## start

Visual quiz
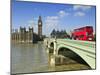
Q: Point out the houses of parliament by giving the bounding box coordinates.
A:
[11,16,43,43]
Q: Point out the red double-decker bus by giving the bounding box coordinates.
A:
[72,26,94,41]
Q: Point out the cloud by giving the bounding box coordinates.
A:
[58,10,69,17]
[74,11,85,16]
[73,5,91,11]
[43,16,59,35]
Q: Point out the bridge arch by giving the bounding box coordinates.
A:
[49,42,54,53]
[58,47,91,68]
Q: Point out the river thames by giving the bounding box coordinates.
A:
[11,42,89,74]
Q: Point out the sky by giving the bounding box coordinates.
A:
[11,0,96,36]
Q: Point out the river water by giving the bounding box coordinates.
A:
[11,42,88,74]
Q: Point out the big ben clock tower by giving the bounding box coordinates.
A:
[38,16,42,37]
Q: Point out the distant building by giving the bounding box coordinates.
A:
[38,16,42,37]
[11,16,43,43]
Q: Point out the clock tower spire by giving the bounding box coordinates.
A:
[38,16,42,37]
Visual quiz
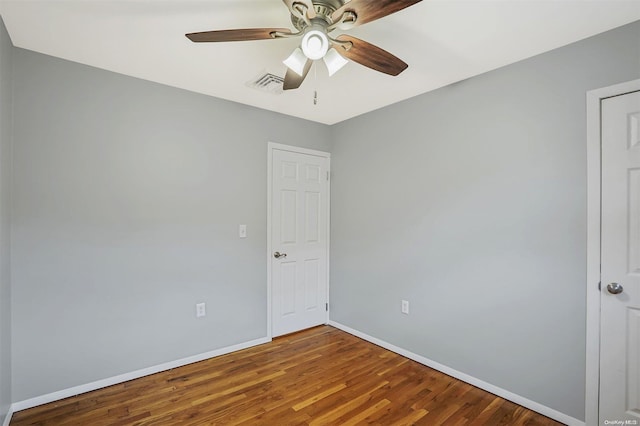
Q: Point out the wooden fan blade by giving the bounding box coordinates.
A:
[282,59,313,90]
[331,0,422,26]
[333,34,409,76]
[282,0,316,19]
[185,28,291,43]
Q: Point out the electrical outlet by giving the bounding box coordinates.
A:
[196,303,207,318]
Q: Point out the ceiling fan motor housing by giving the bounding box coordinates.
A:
[291,0,346,31]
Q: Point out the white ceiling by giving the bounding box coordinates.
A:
[0,0,640,124]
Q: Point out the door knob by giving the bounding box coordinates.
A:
[607,283,624,294]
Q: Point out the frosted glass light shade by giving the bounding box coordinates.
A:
[282,47,307,77]
[324,48,349,77]
[301,30,329,61]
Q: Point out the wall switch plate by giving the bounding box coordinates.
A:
[196,303,207,318]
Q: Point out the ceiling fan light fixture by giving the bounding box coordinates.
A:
[324,47,349,77]
[282,47,307,77]
[301,29,329,61]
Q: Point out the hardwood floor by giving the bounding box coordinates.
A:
[11,326,560,426]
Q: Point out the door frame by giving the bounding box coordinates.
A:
[585,79,640,425]
[267,142,331,340]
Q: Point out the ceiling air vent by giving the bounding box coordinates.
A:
[247,72,284,95]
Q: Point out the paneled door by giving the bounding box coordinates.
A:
[269,144,330,336]
[599,92,640,425]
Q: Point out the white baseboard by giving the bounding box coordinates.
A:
[329,321,585,426]
[2,405,13,426]
[11,337,271,412]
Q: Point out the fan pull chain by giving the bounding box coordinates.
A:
[313,64,318,105]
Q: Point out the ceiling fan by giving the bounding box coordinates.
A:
[185,0,422,90]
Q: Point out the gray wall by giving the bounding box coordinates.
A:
[331,22,640,419]
[12,49,329,401]
[0,14,13,424]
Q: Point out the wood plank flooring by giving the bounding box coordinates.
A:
[11,326,560,426]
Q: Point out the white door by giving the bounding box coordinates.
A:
[599,92,640,425]
[270,148,329,336]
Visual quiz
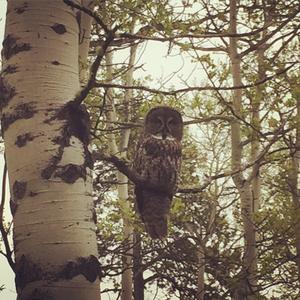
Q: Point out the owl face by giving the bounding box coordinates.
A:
[145,106,183,141]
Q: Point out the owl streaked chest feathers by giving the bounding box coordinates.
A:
[133,106,183,239]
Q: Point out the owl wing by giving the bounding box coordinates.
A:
[133,136,181,238]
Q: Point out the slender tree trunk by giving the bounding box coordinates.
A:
[288,98,300,283]
[133,232,145,300]
[197,244,205,300]
[229,0,257,299]
[106,39,137,300]
[76,0,94,85]
[1,0,100,300]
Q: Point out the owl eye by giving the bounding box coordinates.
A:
[167,118,176,127]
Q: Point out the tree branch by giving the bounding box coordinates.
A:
[0,162,15,271]
[95,62,299,96]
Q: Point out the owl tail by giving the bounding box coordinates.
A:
[145,218,168,240]
[137,190,172,239]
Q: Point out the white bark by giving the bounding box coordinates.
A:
[77,0,94,84]
[229,0,257,299]
[1,0,100,300]
[105,40,137,300]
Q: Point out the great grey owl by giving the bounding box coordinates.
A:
[133,106,183,239]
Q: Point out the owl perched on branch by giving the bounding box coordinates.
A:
[133,106,183,239]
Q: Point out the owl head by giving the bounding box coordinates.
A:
[145,106,183,141]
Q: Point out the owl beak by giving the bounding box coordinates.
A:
[161,127,168,140]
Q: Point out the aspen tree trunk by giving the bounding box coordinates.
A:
[133,231,145,300]
[197,244,205,300]
[288,98,300,282]
[76,0,94,85]
[105,39,137,300]
[0,0,100,300]
[229,0,257,299]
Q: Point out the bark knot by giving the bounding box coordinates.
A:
[51,23,67,34]
[2,34,31,60]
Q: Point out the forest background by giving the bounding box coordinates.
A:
[0,0,300,300]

## end

Pick out every line of the items that contains the string "white", matching case exactly, and copy each of those lines.

**Completed exercise:**
Q: Point out the white ceiling by giving the bounding box coordinates.
Q: Point out the white baseboard by giving the bounding box coordinates.
Q: Point out the white door by giving the bounding box coordinates.
Q: Point out the white bark by giving the bounding box coordinates.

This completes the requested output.